Saved entries
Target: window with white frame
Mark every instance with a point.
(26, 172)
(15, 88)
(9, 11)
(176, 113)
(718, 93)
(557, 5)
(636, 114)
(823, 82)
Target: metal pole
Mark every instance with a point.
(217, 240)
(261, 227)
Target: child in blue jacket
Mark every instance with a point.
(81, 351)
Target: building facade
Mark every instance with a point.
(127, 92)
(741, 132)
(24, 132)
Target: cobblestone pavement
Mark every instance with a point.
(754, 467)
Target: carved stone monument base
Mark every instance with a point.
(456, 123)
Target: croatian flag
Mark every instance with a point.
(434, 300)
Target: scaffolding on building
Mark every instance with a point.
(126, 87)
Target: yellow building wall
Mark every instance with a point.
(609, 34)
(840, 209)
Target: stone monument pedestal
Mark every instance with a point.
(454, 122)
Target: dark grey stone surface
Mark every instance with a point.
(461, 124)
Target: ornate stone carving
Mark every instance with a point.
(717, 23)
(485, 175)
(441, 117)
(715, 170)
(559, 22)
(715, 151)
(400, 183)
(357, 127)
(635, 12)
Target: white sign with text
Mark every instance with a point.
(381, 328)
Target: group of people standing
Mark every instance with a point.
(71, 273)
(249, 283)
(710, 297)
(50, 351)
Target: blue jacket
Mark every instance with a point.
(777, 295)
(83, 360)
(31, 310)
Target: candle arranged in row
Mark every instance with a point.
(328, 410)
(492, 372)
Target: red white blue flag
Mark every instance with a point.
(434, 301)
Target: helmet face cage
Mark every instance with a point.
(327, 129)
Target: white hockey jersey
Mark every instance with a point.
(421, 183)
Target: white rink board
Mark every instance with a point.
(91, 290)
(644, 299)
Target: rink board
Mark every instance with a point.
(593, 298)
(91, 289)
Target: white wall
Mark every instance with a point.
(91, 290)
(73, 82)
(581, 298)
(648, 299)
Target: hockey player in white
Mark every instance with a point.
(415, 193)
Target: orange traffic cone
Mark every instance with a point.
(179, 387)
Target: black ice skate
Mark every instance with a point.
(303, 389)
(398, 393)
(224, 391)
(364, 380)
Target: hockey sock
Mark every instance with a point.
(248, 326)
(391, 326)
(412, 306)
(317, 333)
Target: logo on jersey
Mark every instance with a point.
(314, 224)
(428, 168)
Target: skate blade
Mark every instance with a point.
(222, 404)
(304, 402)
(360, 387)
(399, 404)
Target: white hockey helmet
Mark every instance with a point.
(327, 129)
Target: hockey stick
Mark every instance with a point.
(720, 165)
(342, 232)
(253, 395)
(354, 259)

What to do:
Repeat the records above exactly as they appear.

Answer area:
Target: window with white frame
Mark every instance with a point.
(26, 172)
(15, 88)
(9, 11)
(176, 113)
(718, 93)
(557, 5)
(636, 114)
(823, 82)
Target: metal pole
Mark every instance with a point.
(217, 240)
(261, 227)
Target: child in blue jacket
Mark every instance with a point.
(81, 351)
Target: building facade
Mark every instance with a point.
(127, 92)
(741, 132)
(24, 132)
Target: cobblestone pavement
Mark every instance with a point.
(754, 467)
Target: carved stone monument base
Mark every instance with a point.
(456, 123)
Target: croatian flag
Mark every instance with a point.
(434, 300)
Target: scaffolding on building
Mark every instance with a point.
(126, 87)
Target: yellow building wall
Mark every instance with a point.
(609, 34)
(840, 209)
Target: stone monument pedestal
Mark every instance with a point.
(454, 122)
Target: dark grey stone surface
Mark every instance with a point.
(461, 124)
Target: ornate stone carving
Mark every instance with a point.
(717, 23)
(485, 175)
(441, 117)
(715, 170)
(559, 22)
(715, 151)
(400, 183)
(357, 127)
(635, 12)
Target: white sign with text
Mark every instance with a point.
(381, 328)
Target: group of people standing
Mark every instance with a point.
(71, 273)
(249, 283)
(710, 297)
(50, 351)
Target: blue jacket
Mark every instance with a point.
(777, 295)
(83, 360)
(31, 310)
Target: candle arranged in row
Mark every instance with a point.
(328, 410)
(492, 372)
Target: red white blue flag
Mark every instance with a point.
(434, 301)
Target: helmet face cage
Mark every instance with a point.
(327, 129)
Target: white hockey jersey
Mark every instance with a point.
(421, 183)
Target: white rink board
Mark every instance with a point.
(91, 290)
(644, 299)
Target: rink board
Mark every instance with a point.
(593, 298)
(91, 289)
Target: white wall
Mark every instance with a point.
(91, 290)
(73, 82)
(581, 298)
(648, 299)
Target: hockey player in white
Mark every instance with a point.
(415, 193)
Target: orange traffic cone
Mark every instance with a point.
(179, 387)
Target: black ice skate
Mark every instance with a point.
(303, 389)
(398, 393)
(224, 391)
(364, 380)
Target: hockey sock
Mark every instance with a point.
(248, 326)
(391, 326)
(412, 306)
(317, 333)
Target: logo on jersey
Mark every instance with a point.
(314, 224)
(428, 168)
Target: skate blade
Mark every instance with a point.
(222, 404)
(304, 402)
(360, 387)
(399, 404)
Target: white hockey helmet
Mark every instance with a point.
(327, 129)
Target: hockey stick
Mark every instance with a point.
(720, 165)
(342, 232)
(253, 395)
(354, 259)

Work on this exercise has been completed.